» **Exercise brief**: From the entries below, retype only the lines from the one with "28L250 19L220 199L229" through the one with "positive clicks: (269, 96)", exactly as written.

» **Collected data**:

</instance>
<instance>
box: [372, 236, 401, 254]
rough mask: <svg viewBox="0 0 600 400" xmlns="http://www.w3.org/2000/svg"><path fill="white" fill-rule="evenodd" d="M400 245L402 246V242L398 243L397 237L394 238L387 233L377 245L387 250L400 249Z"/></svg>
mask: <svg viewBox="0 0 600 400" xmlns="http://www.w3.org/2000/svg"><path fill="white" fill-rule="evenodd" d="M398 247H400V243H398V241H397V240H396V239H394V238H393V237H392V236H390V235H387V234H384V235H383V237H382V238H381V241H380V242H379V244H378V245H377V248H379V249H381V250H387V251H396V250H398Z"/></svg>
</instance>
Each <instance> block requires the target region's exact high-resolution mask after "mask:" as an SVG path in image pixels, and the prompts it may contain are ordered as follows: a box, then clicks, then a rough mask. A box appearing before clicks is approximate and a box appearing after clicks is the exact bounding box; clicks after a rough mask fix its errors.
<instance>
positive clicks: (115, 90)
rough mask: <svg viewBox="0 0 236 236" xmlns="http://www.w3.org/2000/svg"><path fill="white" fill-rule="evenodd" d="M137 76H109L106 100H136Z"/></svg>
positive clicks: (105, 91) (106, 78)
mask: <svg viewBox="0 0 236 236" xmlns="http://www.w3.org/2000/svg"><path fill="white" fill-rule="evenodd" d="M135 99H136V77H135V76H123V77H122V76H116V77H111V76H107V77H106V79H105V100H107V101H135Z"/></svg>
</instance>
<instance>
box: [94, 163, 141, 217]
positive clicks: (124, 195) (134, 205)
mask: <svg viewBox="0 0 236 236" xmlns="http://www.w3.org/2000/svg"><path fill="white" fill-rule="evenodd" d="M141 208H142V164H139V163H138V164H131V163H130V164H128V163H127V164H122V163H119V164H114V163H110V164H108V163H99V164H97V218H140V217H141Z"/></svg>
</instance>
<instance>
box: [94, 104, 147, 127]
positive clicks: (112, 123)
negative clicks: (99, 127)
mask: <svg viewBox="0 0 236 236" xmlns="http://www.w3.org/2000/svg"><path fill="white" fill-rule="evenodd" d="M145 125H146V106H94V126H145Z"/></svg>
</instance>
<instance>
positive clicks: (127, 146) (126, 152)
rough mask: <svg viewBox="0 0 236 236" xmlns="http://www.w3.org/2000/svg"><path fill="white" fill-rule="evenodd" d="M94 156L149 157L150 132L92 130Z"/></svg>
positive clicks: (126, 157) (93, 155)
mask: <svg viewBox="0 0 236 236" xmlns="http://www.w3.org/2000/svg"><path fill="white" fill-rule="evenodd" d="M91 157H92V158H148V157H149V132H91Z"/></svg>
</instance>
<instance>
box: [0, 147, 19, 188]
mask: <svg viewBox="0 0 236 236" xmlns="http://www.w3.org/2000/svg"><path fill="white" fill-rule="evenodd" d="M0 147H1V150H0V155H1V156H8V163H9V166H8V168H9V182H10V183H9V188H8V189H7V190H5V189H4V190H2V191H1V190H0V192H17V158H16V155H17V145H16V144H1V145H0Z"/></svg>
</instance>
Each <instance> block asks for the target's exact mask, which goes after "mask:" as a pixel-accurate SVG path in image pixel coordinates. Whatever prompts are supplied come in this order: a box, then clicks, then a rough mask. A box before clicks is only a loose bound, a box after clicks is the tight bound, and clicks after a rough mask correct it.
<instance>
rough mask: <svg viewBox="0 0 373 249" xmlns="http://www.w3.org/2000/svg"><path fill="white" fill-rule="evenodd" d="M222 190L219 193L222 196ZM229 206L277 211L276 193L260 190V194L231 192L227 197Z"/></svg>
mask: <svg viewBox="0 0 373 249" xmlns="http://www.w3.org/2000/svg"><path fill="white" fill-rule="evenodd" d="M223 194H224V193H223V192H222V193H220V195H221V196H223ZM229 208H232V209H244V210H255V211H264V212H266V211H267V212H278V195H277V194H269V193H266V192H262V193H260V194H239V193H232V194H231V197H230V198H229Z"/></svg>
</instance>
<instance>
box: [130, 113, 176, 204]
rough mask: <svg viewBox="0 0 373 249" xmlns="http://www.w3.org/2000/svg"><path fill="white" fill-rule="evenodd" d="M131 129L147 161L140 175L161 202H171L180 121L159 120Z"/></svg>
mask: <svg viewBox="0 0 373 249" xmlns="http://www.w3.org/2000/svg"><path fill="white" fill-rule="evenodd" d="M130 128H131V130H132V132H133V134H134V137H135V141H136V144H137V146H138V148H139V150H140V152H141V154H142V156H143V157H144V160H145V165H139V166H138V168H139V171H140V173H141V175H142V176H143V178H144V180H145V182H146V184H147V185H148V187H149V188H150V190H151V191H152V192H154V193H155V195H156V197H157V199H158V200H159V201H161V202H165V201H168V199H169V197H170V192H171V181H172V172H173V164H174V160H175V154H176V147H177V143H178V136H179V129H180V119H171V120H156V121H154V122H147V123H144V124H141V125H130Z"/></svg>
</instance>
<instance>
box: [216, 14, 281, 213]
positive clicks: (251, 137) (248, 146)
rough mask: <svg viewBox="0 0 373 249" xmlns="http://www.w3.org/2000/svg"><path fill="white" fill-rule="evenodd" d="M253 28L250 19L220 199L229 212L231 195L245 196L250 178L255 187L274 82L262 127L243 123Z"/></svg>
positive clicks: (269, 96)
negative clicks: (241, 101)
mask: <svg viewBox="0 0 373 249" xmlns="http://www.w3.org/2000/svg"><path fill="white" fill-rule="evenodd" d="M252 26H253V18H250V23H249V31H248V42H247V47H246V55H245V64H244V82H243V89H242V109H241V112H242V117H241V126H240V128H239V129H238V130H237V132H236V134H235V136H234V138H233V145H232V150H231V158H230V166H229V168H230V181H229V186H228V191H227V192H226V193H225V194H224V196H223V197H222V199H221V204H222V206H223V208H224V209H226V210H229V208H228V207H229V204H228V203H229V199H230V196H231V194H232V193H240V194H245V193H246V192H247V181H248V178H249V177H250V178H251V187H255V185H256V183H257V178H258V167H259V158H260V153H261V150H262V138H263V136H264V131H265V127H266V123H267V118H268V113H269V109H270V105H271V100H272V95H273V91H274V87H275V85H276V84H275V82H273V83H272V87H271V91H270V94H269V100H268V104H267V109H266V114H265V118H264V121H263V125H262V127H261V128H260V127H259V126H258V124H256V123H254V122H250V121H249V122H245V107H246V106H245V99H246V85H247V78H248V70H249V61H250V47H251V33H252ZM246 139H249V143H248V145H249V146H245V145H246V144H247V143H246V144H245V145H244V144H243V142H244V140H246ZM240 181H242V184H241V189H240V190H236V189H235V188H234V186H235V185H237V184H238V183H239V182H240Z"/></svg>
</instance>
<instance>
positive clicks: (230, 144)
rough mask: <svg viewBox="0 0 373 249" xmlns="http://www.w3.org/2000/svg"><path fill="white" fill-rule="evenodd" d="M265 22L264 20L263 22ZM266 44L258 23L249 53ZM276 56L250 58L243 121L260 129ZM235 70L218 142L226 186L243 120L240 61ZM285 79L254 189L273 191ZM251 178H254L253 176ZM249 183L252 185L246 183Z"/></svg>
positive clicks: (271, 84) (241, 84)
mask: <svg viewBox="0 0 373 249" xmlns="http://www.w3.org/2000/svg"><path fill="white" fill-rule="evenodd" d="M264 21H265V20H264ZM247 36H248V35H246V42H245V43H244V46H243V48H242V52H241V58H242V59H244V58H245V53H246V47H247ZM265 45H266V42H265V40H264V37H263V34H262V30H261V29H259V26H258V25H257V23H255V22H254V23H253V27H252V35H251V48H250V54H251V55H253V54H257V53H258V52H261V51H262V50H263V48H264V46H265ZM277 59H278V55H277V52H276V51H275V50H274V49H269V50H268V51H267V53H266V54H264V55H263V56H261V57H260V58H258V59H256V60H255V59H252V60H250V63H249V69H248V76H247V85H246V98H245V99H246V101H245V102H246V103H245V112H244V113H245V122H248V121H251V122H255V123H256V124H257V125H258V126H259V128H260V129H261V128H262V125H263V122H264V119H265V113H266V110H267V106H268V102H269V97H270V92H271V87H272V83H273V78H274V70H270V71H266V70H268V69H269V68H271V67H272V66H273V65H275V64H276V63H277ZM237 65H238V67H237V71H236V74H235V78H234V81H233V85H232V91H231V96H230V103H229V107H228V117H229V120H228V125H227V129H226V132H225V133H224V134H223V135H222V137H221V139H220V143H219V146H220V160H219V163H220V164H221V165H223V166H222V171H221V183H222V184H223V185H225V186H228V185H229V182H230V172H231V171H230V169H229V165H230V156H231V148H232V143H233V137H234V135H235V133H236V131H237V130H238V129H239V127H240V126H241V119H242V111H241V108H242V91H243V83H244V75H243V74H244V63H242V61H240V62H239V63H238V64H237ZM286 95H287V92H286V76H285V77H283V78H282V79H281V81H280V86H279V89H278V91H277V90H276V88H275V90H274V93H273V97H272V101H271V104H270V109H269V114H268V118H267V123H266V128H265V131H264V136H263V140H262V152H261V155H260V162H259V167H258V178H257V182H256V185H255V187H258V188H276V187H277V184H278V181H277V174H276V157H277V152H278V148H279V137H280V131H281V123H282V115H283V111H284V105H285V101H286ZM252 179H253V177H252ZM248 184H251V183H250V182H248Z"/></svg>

» **Exercise output**:
rough mask: <svg viewBox="0 0 373 249" xmlns="http://www.w3.org/2000/svg"><path fill="white" fill-rule="evenodd" d="M253 28L250 19L220 199L229 212L231 195L245 196L250 178L255 187L274 82L262 127L243 123Z"/></svg>
positive clicks: (269, 96)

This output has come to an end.